● **Provided data**
"""
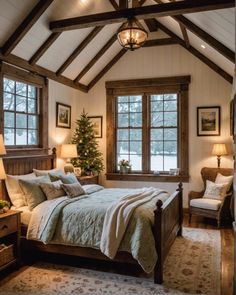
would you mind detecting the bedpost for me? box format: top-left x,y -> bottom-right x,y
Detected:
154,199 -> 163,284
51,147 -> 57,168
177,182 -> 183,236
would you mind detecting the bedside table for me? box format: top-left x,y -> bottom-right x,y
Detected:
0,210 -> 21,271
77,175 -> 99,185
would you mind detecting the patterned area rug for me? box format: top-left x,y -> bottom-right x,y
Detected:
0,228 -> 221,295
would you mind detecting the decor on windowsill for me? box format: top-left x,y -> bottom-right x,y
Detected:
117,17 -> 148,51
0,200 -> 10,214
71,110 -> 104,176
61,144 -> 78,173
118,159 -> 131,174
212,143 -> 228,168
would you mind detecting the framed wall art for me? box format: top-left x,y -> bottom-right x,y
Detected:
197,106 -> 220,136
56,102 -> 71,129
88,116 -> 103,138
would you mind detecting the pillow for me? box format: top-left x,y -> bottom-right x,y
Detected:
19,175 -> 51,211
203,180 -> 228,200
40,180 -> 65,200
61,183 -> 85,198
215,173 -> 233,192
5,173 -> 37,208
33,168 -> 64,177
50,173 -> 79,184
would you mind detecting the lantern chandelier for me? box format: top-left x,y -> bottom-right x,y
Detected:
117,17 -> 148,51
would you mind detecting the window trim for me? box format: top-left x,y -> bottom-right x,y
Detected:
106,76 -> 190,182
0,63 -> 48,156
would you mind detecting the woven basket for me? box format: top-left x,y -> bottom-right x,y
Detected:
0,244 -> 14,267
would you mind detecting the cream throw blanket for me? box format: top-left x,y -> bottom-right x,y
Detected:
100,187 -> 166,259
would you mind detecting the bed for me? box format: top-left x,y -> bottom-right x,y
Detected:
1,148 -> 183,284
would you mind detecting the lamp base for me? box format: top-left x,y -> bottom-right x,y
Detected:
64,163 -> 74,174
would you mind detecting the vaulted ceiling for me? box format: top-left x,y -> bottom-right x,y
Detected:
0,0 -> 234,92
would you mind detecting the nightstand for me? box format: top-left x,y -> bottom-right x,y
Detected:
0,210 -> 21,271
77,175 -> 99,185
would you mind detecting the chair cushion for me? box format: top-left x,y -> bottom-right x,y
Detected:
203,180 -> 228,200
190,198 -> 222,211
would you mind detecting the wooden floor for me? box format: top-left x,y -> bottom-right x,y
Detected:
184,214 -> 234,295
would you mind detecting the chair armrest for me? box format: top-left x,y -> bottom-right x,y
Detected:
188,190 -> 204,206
"""
● **Your objective**
Each line of the data must be transcribed exactly; pictures are not carried over.

● **Task answer**
would you mind detecting the bedpost for me? box format: top-left x,y -> bottom-right x,y
Detected:
154,199 -> 163,284
51,147 -> 57,168
177,182 -> 183,236
would you mind detecting the bedside table for me? box format: top-left x,y -> bottom-right x,y
Detected:
0,210 -> 21,271
77,175 -> 99,185
would you mind detecting the patterned area rug for me? box format: top-left x,y -> bottom-right x,y
Detected:
0,228 -> 221,295
would you mind detecting the decor on windowsill for me? box format: top-left x,y -> bottom-right x,y
Detected:
117,17 -> 148,51
0,200 -> 10,214
71,110 -> 104,176
61,144 -> 78,173
118,159 -> 131,174
212,143 -> 228,168
would you mind detecting the framed wall art for me? box format: top-left x,y -> bottom-right x,y
Detected:
197,106 -> 220,136
56,102 -> 71,129
88,116 -> 103,138
would you mind detecting the pillow for me? box format: top-left x,y -> bottom-right x,y
Detected:
19,175 -> 51,211
203,180 -> 228,200
40,180 -> 65,200
61,183 -> 85,198
215,173 -> 233,192
5,173 -> 37,208
33,168 -> 64,177
50,173 -> 79,184
would you mind detecting the lantern chandelier for me? box format: top-left x,y -> bottom-right x,y
Detected:
117,17 -> 148,51
would you mind detecting the window trim for me? box format: top-left x,y -> bottom-right x,y
Detected:
106,76 -> 190,182
0,63 -> 48,156
would you mind detecting the woven basket for me? box format: top-left x,y -> bottom-right x,y
Detected:
0,244 -> 14,267
would you mind detecting the cream throw blanket for me? box format: top-left x,y -> bottom-right x,y
Detected:
100,187 -> 166,259
would you mind detecting the bed for me? box format: top-left x,y -> bottom-right x,y
Detected:
1,148 -> 183,284
would you mind detecting the lamp base for me? box format: top-left x,y -> bottom-right x,y
Detected:
64,163 -> 74,174
would you mind detecting the vaulted ceiling for me? box format: top-left x,y -> bottom-right x,y
Detected:
0,0 -> 234,92
would you mind detecting the nightstand for me? box format: top-left x,y -> bottom-right x,y
Detected:
0,210 -> 21,271
77,175 -> 99,185
would you mind detecting the chair cushion for me? box format: top-left x,y -> bottom-right x,y
Detected:
203,180 -> 228,200
190,198 -> 222,211
would you mind detecting the wooden floor for me? box format: top-left x,y -> bottom-right x,y
Detected:
184,214 -> 234,295
would you mind detecting the chair armrest for me? box format: top-left x,y -> bottom-right x,y
Detected:
188,190 -> 204,206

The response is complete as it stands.